══ TEXT PASSAGE ══

Now comes the really fun part. In the center of the room are two older women. For an extra 25 Dirhams, they will scrub you from head to toe. You lay down on your mat, you head is in the lap of one of the old women, she takes your scrubber and just starts attacking your body. She scrubs absolutely every inch of you. She moves you around, rolls you over, lifts your arms, scrubbing the entire time. This is when we realized underwear wasn’t really necessary because even though we were wearing them, she moves them out of her way. The combination of the black soap and henna and the scrubbing causes your skin to just roll off. Layers and layers of skin, coming off in clumps. Sounds disgusting, I know, but it feels amazing.
After the scrub down, you go back to your spot. You rinse off the dead skin, using cold water this time. You wash and rinse your hair. Use conditioner. Shave if you need to. Once you are all done with whatever hygiene things you need to do, you wash your body one last time with regular body soap. Rinse yourself a few times and now you are ready to go. You can stay and relax for awhile if you like or just grab your towel and head on out to Room 2. Before you leave though, you are supposed to wash the area under your mat; just a quick rinse with new water is fine.
Room 2 has faucets all along the walls, but this time it’s only cold water. This is mostly just the cool down, relaxing room to get you ready to head out into the world again. You don’t stay in here too long, once you’re almost dry, you head back into Room 1. There you get your stuff back, return the large bucket and get dressed. If you need lotion, you put it on in Room 1 before you put your clothes back on.

═══
══ DATASET CONTENT ══

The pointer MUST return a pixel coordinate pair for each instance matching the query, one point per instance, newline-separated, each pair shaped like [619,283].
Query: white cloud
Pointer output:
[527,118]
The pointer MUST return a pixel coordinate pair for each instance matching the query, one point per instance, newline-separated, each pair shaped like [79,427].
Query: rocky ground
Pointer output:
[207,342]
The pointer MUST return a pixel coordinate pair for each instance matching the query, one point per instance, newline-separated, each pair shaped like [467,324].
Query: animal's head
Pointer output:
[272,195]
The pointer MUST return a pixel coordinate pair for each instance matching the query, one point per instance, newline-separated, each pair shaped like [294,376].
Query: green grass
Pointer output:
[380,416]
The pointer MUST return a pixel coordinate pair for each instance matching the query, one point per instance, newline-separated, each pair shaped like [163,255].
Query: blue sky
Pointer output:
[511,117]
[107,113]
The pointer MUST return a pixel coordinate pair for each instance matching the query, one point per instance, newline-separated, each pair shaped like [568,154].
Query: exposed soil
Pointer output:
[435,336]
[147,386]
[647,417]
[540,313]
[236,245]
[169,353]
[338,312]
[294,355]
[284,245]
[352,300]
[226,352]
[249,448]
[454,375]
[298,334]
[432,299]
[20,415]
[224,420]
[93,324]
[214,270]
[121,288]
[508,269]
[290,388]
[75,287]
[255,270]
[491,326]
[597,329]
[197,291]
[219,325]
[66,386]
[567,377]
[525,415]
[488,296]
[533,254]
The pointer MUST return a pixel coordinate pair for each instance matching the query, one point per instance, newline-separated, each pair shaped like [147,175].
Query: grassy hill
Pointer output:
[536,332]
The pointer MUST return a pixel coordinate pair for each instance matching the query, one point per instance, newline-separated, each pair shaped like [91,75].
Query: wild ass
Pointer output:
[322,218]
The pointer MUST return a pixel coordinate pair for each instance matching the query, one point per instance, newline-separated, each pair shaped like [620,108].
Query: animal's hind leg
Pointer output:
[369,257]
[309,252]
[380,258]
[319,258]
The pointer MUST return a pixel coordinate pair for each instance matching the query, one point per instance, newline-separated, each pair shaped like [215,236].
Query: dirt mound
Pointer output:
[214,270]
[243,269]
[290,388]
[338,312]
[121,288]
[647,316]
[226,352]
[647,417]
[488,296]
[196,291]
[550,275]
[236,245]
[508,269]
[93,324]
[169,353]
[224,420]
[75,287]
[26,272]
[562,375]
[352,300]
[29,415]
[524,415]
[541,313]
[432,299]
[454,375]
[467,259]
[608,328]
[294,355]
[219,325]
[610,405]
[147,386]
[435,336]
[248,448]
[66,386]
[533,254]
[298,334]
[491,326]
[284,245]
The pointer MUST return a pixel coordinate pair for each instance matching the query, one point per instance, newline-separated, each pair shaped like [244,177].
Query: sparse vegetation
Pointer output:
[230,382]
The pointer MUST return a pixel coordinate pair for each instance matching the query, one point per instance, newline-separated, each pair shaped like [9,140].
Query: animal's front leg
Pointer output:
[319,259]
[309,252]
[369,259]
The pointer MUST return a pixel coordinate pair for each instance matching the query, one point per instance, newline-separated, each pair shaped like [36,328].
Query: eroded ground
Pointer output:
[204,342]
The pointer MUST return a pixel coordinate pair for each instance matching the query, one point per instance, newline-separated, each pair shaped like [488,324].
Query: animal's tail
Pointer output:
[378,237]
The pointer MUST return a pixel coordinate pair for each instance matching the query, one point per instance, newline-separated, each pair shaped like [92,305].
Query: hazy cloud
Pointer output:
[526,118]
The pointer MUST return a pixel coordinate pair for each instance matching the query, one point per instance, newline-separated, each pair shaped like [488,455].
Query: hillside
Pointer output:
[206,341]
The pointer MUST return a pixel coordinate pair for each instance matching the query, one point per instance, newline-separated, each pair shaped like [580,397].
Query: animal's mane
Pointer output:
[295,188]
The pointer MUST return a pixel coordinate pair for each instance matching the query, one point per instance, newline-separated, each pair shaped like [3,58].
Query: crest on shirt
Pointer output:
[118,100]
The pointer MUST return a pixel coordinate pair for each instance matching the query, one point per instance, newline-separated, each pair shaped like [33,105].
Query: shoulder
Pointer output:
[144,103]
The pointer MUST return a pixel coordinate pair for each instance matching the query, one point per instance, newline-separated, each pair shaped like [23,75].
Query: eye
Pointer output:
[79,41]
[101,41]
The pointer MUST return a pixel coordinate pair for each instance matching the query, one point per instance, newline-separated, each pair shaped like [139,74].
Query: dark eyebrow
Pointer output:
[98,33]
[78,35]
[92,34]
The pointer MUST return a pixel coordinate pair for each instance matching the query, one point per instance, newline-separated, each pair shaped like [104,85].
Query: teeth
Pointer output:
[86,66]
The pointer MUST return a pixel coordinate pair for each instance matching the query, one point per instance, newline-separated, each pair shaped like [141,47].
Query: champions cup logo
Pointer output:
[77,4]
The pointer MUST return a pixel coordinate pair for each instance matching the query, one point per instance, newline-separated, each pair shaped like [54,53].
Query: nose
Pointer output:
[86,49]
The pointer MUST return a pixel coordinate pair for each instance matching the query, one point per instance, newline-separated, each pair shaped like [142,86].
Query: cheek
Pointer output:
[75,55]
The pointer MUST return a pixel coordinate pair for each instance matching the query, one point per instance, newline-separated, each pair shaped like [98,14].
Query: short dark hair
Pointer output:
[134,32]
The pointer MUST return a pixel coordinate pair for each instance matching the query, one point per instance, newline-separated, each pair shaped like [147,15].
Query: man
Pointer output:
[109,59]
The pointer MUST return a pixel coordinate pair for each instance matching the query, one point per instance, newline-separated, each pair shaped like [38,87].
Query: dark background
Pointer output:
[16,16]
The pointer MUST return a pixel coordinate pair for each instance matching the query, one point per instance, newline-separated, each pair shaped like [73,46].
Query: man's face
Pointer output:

═══

◆ **WRITTEN PROBLEM A**:
In the hammam passage, how much extra does it cost to be scrubbed by the two older women?
◆ **WRITTEN PROBLEM B**:
Return, word for word, the part of the hammam passage from "Now comes the" up to and including "it feels amazing.".
Rely only on the hammam passage for what follows.

◆ **ANSWER A**:
25 Dirhams

◆ **ANSWER B**:
Now comes the really fun part. In the center of the room are two older women. For an extra 25 Dirhams, they will scrub you from head to toe. You lay down on your mat, you head is in the lap of one of the old women, she takes your scrubber and just starts attacking your body. She scrubs absolutely every inch of you. She moves you around, rolls you over, lifts your arms, scrubbing the entire time. This is when we realized underwear wasn’t really necessary because even though we were wearing them, she moves them out of her way. The combination of the black soap and henna and the scrubbing causes your skin to just roll off. Layers and layers of skin, coming off in clumps. Sounds disgusting, I know, but it feels amazing.